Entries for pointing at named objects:
--
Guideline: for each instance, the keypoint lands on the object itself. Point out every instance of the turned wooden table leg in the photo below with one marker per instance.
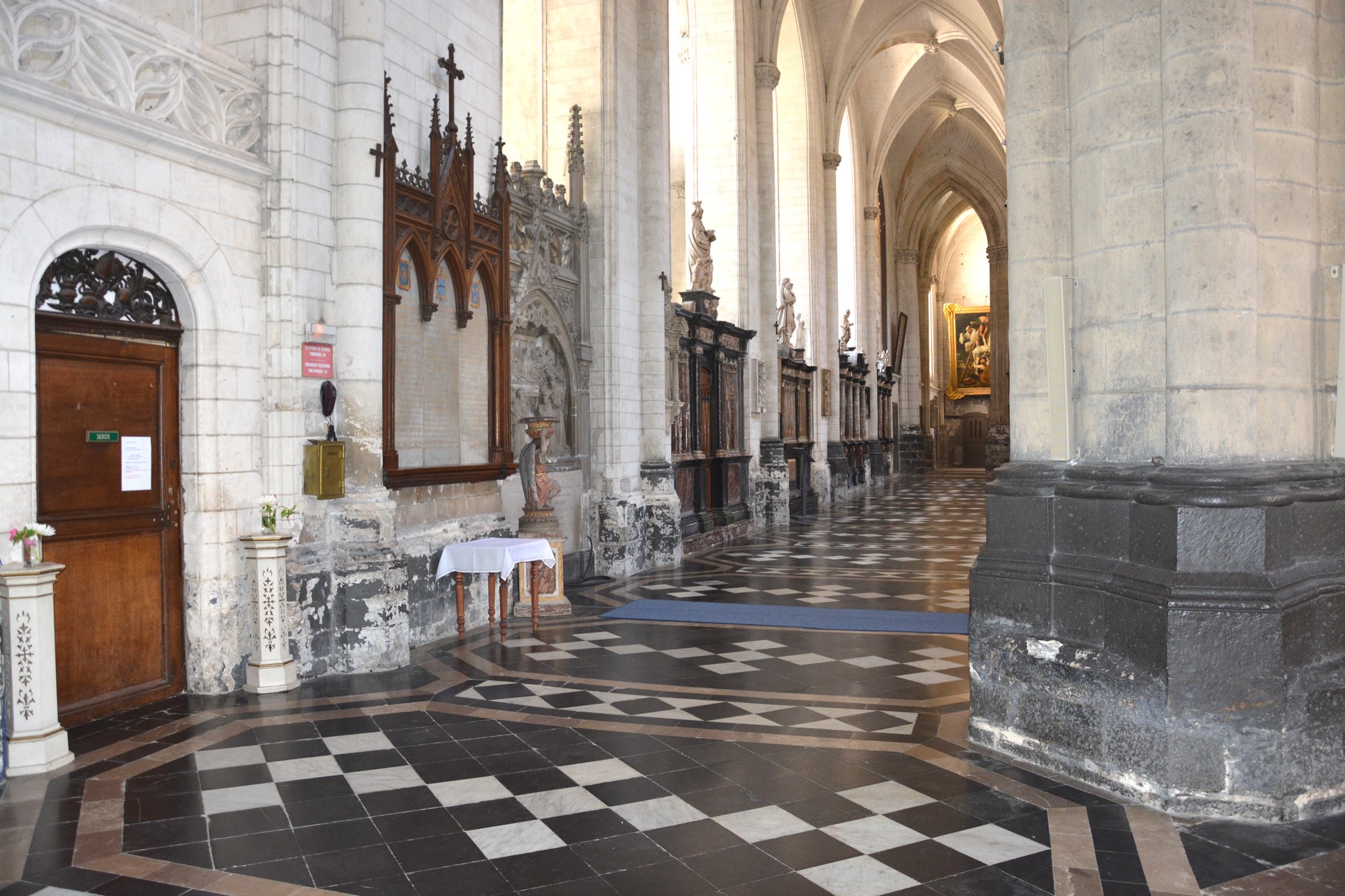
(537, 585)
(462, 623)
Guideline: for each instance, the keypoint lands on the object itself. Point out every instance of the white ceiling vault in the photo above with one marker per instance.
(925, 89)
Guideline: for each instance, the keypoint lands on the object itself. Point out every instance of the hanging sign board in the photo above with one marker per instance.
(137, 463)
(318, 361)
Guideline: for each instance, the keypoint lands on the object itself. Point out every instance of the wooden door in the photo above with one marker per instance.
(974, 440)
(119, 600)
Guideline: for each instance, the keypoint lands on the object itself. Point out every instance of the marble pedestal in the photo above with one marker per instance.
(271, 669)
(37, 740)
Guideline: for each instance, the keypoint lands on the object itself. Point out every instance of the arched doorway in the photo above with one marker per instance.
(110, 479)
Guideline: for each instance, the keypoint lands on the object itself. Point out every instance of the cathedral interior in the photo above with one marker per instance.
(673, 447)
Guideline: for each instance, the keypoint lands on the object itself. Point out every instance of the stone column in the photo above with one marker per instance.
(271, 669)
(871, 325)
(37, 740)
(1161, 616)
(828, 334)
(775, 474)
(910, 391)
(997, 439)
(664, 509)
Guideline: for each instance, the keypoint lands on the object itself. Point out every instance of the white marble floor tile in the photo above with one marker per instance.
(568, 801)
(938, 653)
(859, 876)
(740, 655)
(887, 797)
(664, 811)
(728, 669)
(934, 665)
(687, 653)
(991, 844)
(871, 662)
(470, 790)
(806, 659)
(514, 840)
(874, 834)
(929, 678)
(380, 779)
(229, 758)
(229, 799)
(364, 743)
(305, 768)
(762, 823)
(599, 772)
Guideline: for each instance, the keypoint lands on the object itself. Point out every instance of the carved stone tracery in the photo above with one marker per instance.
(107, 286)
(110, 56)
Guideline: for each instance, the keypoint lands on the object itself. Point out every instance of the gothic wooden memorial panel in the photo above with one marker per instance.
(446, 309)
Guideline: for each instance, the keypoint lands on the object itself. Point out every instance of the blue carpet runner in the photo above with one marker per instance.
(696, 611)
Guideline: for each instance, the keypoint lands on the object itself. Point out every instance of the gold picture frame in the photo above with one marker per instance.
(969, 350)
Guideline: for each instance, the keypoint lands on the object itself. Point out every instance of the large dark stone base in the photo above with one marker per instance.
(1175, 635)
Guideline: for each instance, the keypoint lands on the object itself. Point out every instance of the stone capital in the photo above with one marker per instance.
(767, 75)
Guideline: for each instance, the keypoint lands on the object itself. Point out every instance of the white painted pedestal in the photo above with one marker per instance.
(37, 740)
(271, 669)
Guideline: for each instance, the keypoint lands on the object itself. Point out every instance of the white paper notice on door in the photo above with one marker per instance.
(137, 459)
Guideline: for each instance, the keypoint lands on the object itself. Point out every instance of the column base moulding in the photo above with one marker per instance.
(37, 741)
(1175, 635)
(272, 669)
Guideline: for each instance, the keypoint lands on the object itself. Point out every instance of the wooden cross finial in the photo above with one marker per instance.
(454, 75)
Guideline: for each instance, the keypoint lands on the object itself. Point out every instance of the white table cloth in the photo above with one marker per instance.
--
* [Task goal]
Rewrite every one of the records above as a numbered list of their lines, skipping blank lines. Leave the pictures out.

* [Correct answer]
1. Guideline: for each instance, the keypoint lands on the object itself. Point out every instance of the turned wooden table leg in the photo below with one marker per instance.
2. (537, 585)
3. (462, 623)
4. Guideline: for each instance, the keypoint lands on the object itself. Point out every instance of the white ceiling vault in the photo above with one marker per instance.
5. (925, 89)
6. Guideline: for each instance, the keypoint lands on the object itself. Point out every instance of the hanging sign board in the photo above with one marker per instance.
7. (137, 463)
8. (318, 361)
9. Guideline: for each instance, the keypoint lands on the object itself. Point out every instance of the wooden door in the photo above with one marker per instance.
10. (974, 440)
11. (119, 600)
12. Guideline: for each instance, the keypoint lands on the object itself. Point out every instance of the marble pedestal in the photo above with one marker per instance.
13. (271, 669)
14. (37, 740)
15. Guideline: for each instance, the keypoint lands on the object itself. Point out every instance of the arched doorway in the photo above with one marker per instance.
16. (110, 479)
17. Guideline: for each instance, the keypoint lands on the object itself. Point out every instance of the cathedral interior in the photo above with one marker per instance.
18. (673, 447)
19. Guideline: for each instance, the keypoint lands on the object itself. Point out every instance of the stone column in the photo above with one marker per instance.
20. (271, 669)
21. (871, 325)
22. (37, 740)
23. (1161, 616)
24. (828, 334)
25. (775, 474)
26. (910, 391)
27. (997, 439)
28. (664, 509)
29. Guideline: for each instance, the keypoint lands on the object itself. Point out every instance of the white marble floor tile in the photo above with one marker per instance.
30. (568, 801)
31. (938, 653)
32. (859, 876)
33. (740, 655)
34. (887, 797)
35. (664, 811)
36. (728, 669)
37. (934, 665)
38. (687, 653)
39. (991, 844)
40. (871, 662)
41. (470, 790)
42. (806, 659)
43. (514, 840)
44. (874, 834)
45. (929, 678)
46. (380, 779)
47. (229, 758)
48. (229, 799)
49. (364, 743)
50. (305, 768)
51. (762, 823)
52. (599, 772)
53. Guideline: for each instance, the keypoint lands on the object itself. Point out every instance of the carved stone tracery in the photo above with one marker per instance.
54. (107, 286)
55. (110, 56)
56. Guideline: for each instance, the keypoint lands on the object itself. Point out every instance of the gothic wooden memorial panel in the photo above with one marker per instance.
57. (446, 309)
58. Guideline: for each instance, the keypoint lands on the object itself. Point out every instance of the blue carpet runner in the photo above with one marker per instance.
59. (696, 611)
60. Guideline: for each instance, the keypoint lands on the object itself. Point out every instance of the gold picture frame in the photo above with one marker per instance.
61. (969, 350)
62. Guideline: for each instance, the keypoint lands on the object itself. Point out every instance of the large dark stone base in the photo above with one marker per instance.
63. (1175, 635)
64. Guideline: for each instance, the keypoint lands on the object itself. Point out every instance of the stone capital in the photo above with one marker per instance.
65. (767, 75)
66. Guideline: for each instance, the keypoint lands on the object itself. Point out every instance of the white painted pedestal in the photo above with one marker per instance.
67. (37, 740)
68. (271, 669)
69. Guideline: for each instance, the keypoint lands on the object itself. Point out every instance of the white paper notice on door in the photo above with one marker per instance.
70. (137, 459)
71. Guideline: for each instance, the keypoint lands on the object itself. Point out every instance of the column base moulding in the photo above with one marker per instance.
72. (37, 741)
73. (1175, 635)
74. (272, 669)
75. Guideline: for each instance, the keypoint lands on the object itself. Point out every instance of the wooden cross finial in the photo above with one marker per instance.
76. (454, 75)
77. Guideline: for each instance, the keypoint lands on the object itself. Point out every instance of the white table cloth in the photo above with one marker per instance.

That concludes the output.